- **What is needed**
Every line of the material should be output exactly as written.
** Opening Data listing block **
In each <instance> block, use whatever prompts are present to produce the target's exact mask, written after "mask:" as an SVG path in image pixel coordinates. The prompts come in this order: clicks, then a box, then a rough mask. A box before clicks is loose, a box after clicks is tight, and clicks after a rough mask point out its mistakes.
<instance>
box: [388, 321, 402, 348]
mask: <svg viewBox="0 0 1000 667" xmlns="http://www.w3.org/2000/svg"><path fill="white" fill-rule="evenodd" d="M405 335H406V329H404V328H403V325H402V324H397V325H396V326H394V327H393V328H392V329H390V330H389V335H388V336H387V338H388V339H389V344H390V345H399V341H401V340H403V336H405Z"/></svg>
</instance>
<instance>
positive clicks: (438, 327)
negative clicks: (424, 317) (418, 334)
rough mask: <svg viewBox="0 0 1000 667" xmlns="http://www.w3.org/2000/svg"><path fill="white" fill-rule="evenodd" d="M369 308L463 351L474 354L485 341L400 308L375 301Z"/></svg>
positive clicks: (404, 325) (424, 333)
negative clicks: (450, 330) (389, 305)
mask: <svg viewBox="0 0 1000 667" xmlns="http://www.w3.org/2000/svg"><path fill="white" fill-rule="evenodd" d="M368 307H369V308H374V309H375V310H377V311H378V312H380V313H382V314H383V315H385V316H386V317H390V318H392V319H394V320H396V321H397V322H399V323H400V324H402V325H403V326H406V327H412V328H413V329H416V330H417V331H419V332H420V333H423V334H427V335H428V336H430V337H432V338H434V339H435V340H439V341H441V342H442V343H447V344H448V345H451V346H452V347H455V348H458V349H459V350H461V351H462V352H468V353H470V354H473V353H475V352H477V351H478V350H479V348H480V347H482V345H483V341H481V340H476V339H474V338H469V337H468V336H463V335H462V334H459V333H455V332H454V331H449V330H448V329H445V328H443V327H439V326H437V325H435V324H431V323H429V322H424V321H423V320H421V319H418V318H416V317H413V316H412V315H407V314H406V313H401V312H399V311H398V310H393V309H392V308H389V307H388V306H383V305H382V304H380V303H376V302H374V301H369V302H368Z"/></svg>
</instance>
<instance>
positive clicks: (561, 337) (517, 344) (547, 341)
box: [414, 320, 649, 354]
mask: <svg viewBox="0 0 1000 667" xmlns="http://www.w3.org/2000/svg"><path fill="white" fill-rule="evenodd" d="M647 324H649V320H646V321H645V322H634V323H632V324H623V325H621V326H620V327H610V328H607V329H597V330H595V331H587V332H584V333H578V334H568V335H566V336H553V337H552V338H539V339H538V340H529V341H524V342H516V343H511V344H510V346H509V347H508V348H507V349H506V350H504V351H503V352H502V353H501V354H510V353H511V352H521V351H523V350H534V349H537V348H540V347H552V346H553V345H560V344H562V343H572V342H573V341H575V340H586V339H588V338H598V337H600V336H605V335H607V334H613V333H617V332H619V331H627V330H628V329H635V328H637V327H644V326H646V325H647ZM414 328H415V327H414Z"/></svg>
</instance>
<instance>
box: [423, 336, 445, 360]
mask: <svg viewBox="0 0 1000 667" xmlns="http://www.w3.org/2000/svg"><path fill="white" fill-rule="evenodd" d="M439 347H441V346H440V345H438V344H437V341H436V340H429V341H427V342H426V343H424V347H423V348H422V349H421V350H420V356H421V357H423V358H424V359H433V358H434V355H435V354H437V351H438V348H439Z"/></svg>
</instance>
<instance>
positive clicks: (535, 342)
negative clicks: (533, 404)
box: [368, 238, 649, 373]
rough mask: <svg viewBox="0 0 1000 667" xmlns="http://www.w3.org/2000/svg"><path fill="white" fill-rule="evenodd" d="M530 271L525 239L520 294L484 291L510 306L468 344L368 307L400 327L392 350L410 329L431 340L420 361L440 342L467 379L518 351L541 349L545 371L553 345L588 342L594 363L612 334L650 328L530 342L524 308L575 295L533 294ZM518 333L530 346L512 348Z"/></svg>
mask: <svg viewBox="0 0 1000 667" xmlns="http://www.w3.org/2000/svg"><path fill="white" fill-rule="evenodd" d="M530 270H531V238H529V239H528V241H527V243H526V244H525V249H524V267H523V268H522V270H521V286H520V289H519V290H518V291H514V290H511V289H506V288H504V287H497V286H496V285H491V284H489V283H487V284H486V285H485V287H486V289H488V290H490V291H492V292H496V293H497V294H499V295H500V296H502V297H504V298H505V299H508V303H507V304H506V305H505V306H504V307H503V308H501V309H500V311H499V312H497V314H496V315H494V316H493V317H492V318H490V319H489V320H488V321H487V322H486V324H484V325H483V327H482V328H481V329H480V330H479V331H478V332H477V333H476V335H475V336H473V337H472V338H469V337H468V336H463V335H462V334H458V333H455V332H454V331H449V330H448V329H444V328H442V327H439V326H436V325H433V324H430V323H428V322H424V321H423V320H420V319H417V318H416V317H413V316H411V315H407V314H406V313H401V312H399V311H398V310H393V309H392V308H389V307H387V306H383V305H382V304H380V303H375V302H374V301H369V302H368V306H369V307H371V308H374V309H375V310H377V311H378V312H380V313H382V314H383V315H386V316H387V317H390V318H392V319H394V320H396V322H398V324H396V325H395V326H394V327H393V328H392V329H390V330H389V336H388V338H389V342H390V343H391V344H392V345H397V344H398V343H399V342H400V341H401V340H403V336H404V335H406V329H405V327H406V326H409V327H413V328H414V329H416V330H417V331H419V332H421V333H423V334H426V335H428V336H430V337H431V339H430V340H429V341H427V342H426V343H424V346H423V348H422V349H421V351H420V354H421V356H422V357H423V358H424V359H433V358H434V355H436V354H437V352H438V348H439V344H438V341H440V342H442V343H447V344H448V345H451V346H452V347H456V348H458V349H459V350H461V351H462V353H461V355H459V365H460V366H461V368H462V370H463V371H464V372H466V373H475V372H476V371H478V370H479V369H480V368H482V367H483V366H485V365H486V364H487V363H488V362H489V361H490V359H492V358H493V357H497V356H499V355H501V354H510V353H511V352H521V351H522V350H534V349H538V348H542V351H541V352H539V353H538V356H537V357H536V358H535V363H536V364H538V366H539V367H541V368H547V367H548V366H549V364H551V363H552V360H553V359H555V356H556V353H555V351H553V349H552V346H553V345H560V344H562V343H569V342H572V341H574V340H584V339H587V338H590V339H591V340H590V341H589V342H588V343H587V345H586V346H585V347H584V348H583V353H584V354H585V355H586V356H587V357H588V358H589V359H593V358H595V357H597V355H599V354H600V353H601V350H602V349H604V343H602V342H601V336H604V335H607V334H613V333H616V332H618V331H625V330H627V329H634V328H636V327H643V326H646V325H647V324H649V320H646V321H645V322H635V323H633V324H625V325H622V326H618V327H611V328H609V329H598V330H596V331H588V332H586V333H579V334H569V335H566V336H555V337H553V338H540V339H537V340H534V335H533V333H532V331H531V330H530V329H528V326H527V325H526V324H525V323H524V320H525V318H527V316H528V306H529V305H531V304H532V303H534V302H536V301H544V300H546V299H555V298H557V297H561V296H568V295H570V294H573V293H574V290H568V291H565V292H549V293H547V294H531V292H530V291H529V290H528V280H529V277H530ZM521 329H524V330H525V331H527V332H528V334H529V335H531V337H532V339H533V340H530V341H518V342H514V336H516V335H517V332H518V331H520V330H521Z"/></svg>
** Closing Data listing block **
- **Solution**
In each <instance> block, use whatever prompts are present to produce the target's exact mask, written after "mask:" as an SVG path in image pixel coordinates. The prompts come in this order: clicks, then a box, then a rough mask. A box before clicks is loose, a box after clicks is tight, and clicks after a rough mask point out its mistakes.
<instance>
box: [388, 321, 402, 348]
mask: <svg viewBox="0 0 1000 667" xmlns="http://www.w3.org/2000/svg"><path fill="white" fill-rule="evenodd" d="M405 335H406V329H404V328H403V325H402V324H397V325H396V326H394V327H393V328H392V329H390V330H389V335H388V336H387V338H388V339H389V344H390V345H399V341H401V340H403V336H405Z"/></svg>
</instance>
<instance>
positive clicks: (438, 327)
negative clicks: (424, 317) (418, 334)
rough mask: <svg viewBox="0 0 1000 667" xmlns="http://www.w3.org/2000/svg"><path fill="white" fill-rule="evenodd" d="M369 308L463 351L474 354L485 341L400 308L375 301Z"/></svg>
positive clicks: (404, 325) (424, 333)
negative clicks: (450, 330) (389, 305)
mask: <svg viewBox="0 0 1000 667" xmlns="http://www.w3.org/2000/svg"><path fill="white" fill-rule="evenodd" d="M368 307H369V308H374V309H375V310H377V311H378V312H380V313H382V314H383V315H385V316H386V317H390V318H392V319H394V320H396V321H397V322H399V323H400V324H402V325H403V326H406V327H412V328H413V329H416V330H417V331H419V332H420V333H423V334H427V335H428V336H430V337H432V338H434V339H435V340H439V341H441V342H442V343H447V344H448V345H451V346H452V347H455V348H458V349H459V350H461V351H462V352H468V353H470V354H473V353H475V352H477V351H478V350H479V348H480V347H482V345H483V341H481V340H476V339H474V338H469V337H468V336H463V335H462V334H459V333H455V332H454V331H449V330H448V329H445V328H443V327H439V326H437V325H435V324H431V323H429V322H424V321H423V320H421V319H418V318H416V317H413V316H412V315H407V314H406V313H401V312H399V311H398V310H393V309H392V308H389V307H388V306H383V305H382V304H380V303H376V302H374V301H369V302H368Z"/></svg>
</instance>
<instance>
positive clicks: (561, 337) (517, 344) (547, 341)
box: [414, 320, 649, 354]
mask: <svg viewBox="0 0 1000 667" xmlns="http://www.w3.org/2000/svg"><path fill="white" fill-rule="evenodd" d="M647 324H649V320H646V321H645V322H634V323H632V324H623V325H621V326H620V327H610V328H607V329H597V330H595V331H587V332H584V333H578V334H568V335H566V336H553V337H552V338H539V339H538V340H529V341H524V342H516V343H511V344H510V346H509V347H508V348H507V349H506V350H504V351H503V352H502V353H501V354H510V353H511V352H521V351H523V350H534V349H537V348H540V347H552V346H553V345H560V344H562V343H572V342H573V341H575V340H586V339H588V338H598V337H600V336H605V335H607V334H613V333H617V332H619V331H627V330H628V329H635V328H637V327H644V326H646V325H647ZM414 328H415V327H414Z"/></svg>
</instance>
<instance>
box: [423, 336, 445, 360]
mask: <svg viewBox="0 0 1000 667" xmlns="http://www.w3.org/2000/svg"><path fill="white" fill-rule="evenodd" d="M439 347H441V346H440V345H438V344H437V341H436V340H429V341H427V342H426V343H424V347H423V348H422V349H421V350H420V356H421V357H423V358H424V359H433V358H434V355H435V354H437V351H438V348H439Z"/></svg>
</instance>
<instance>
positive clicks: (535, 342)
negative clicks: (533, 404)
box: [368, 238, 649, 373]
rough mask: <svg viewBox="0 0 1000 667" xmlns="http://www.w3.org/2000/svg"><path fill="white" fill-rule="evenodd" d="M530 271L525 239L520 294L484 291L510 306L468 344L368 307L400 327L392 350L410 329L431 340L420 361L440 342L467 379L518 351L541 349L545 371L553 345L588 342L594 363L612 334L650 328L530 342L524 308L575 295L533 294ZM518 333L530 346L512 348Z"/></svg>
mask: <svg viewBox="0 0 1000 667" xmlns="http://www.w3.org/2000/svg"><path fill="white" fill-rule="evenodd" d="M530 270H531V238H529V239H528V241H527V243H526V244H525V249H524V267H523V268H522V270H521V286H520V289H519V290H518V291H514V290H511V289H506V288H504V287H497V286H496V285H491V284H489V283H487V284H486V285H485V287H486V289H488V290H490V291H492V292H496V293H497V294H499V295H500V296H502V297H504V298H505V299H508V303H507V304H506V305H505V306H504V307H503V308H501V309H500V311H499V312H497V314H496V315H494V316H493V317H492V318H490V319H489V320H488V321H487V322H486V324H484V325H483V327H482V328H481V329H480V330H479V331H478V332H477V333H476V335H475V336H473V337H472V338H469V337H468V336H463V335H462V334H458V333H455V332H454V331H449V330H448V329H444V328H442V327H439V326H436V325H433V324H430V323H428V322H424V321H423V320H420V319H417V318H416V317H413V316H411V315H407V314H406V313H401V312H399V311H398V310H393V309H392V308H389V307H387V306H383V305H382V304H380V303H375V302H374V301H369V302H368V306H369V307H371V308H374V309H375V310H377V311H378V312H380V313H382V314H383V315H386V316H387V317H390V318H392V319H394V320H396V322H398V324H396V325H395V326H394V327H393V328H392V329H390V330H389V336H388V338H389V342H390V343H391V344H392V345H397V344H398V343H399V342H400V341H401V340H403V336H404V335H406V329H405V327H406V326H409V327H413V328H414V329H416V330H417V331H419V332H421V333H423V334H426V335H428V336H430V337H431V339H430V340H429V341H427V342H426V343H424V346H423V348H422V349H421V351H420V354H421V356H422V357H423V358H424V359H433V358H434V355H436V354H437V352H438V348H439V344H438V341H440V342H442V343H447V344H448V345H451V346H452V347H456V348H458V349H459V350H461V351H462V353H461V355H459V365H460V366H461V368H462V370H463V371H464V372H466V373H475V372H476V371H478V370H479V369H480V368H482V367H483V366H485V365H486V364H487V363H488V362H489V361H490V359H492V358H493V357H497V356H499V355H501V354H510V353H511V352H521V351H522V350H534V349H538V348H542V351H541V352H539V353H538V356H537V357H536V358H535V363H536V364H538V366H539V367H541V368H547V367H548V366H549V364H551V363H552V360H553V359H555V356H556V353H555V351H553V349H552V346H553V345H560V344H562V343H569V342H572V341H574V340H584V339H587V338H590V339H591V340H590V341H589V342H588V343H587V345H586V346H585V347H584V348H583V353H584V354H585V355H586V356H587V357H588V358H589V359H593V358H595V357H597V355H599V354H600V353H601V350H602V349H604V343H602V342H601V336H604V335H607V334H613V333H616V332H618V331H625V330H627V329H634V328H636V327H643V326H646V325H647V324H649V320H646V321H645V322H635V323H633V324H625V325H622V326H618V327H611V328H609V329H598V330H596V331H588V332H586V333H579V334H569V335H566V336H555V337H553V338H540V339H537V340H534V335H533V333H532V331H531V330H530V329H528V326H527V325H526V324H525V323H524V320H525V318H527V316H528V306H529V305H531V304H532V303H534V302H536V301H544V300H546V299H555V298H557V297H561V296H568V295H570V294H573V293H574V290H568V291H565V292H549V293H547V294H531V292H530V291H529V290H528V280H529V277H530ZM521 329H524V330H525V331H527V332H528V334H529V335H531V337H532V339H533V340H530V341H518V342H514V336H516V335H517V332H518V331H520V330H521Z"/></svg>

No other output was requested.